Extract to read ::
========================================================================

Subject: DS3100 ethernet spl problem fixed
To: None <port-pmax@NetBSD.ORG>
From: Arne H. Juul <arnej@pvv.unit.no>
List: port-pmax
Date: 12/31/1995 01:45:14
   Well, I've been studying the ipl levels and interrupt structures
on the original pmax (2100/3100) machine now, and I think I understand
what's going on.  First, the executive summary:  The main problem for me
is in machdep.c, probably a typo or past-o.  Here's a fix:

--- machdep.c	Thu Dec 28 13:23:50 1995
+++ machdep.c.ahj	Sun Dec 31 01:19:43 1995
@@ -402,7 +402,7 @@
 		Mach_splbio = Mach_spl0;
 		Mach_splnet = Mach_spl1;
 		Mach_spltty = Mach_spl2;
-		Mach_splimp = Mach_spl2;
+		Mach_splimp = Mach_spl1;
 		Mach_splclock = Mach_spl3;
 		Mach_splstatclock = Mach_spl3;
 		Mach_clock_addr = (volatile struct chiptime *)


However, this fix isn't really completely good, because of slip and ppp
possibilities.  splimp should block 'everything that could change any
network structures', if I've understood things right.  Charles said:

[...]
> splimp() is supposed to block all of the things spltty(),
> splnet(), splbio(), and splsoftclock() would block.

========================================================================

Objective :: Quote the mailing list post about the DS3100 ethernet spl fix in full, reproducing every line without alteration.

Data entries ::

========================================================================

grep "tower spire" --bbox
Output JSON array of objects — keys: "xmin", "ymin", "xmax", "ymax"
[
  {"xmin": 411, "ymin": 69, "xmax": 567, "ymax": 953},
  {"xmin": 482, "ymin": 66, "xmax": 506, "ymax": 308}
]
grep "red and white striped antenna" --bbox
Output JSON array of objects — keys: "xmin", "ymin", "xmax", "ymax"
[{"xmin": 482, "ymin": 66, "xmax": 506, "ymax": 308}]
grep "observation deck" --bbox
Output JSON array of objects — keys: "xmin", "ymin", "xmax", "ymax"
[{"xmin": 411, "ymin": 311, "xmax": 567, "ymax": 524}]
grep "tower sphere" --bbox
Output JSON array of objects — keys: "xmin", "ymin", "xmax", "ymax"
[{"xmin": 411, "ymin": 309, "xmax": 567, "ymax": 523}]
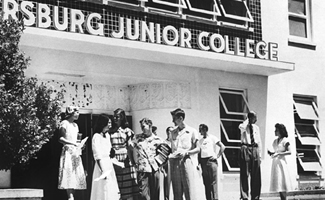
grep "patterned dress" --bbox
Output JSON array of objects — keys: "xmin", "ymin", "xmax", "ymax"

========================================================================

Correct result ::
Subject: DS3100 ethernet spl problem fixed
To: None <port-pmax@NetBSD.ORG>
From: Arne H. Juul <arnej@pvv.unit.no>
List: port-pmax
Date: 12/31/1995 01:45:14
   Well, I've been studying the ipl levels and interrupt structures
on the original pmax (2100/3100) machine now, and I think I understand
what's going on.  First, the executive summary:  The main problem for me
is in machdep.c, probably a typo or past-o.  Here's a fix:

--- machdep.c	Thu Dec 28 13:23:50 1995
+++ machdep.c.ahj	Sun Dec 31 01:19:43 1995
@@ -402,7 +402,7 @@
 		Mach_splbio = Mach_spl0;
 		Mach_splnet = Mach_spl1;
 		Mach_spltty = Mach_spl2;
-		Mach_splimp = Mach_spl2;
+		Mach_splimp = Mach_spl1;
 		Mach_splclock = Mach_spl3;
 		Mach_splstatclock = Mach_spl3;
 		Mach_clock_addr = (volatile struct chiptime *)


However, this fix isn't really completely good, because of slip and ppp
possibilities.  splimp should block 'everything that could change any
network structures', if I've understood things right.  Charles said:

[...]
> splimp() is supposed to block all of the things spltty(),
> splnet(), splbio(), and splsoftclock() would block.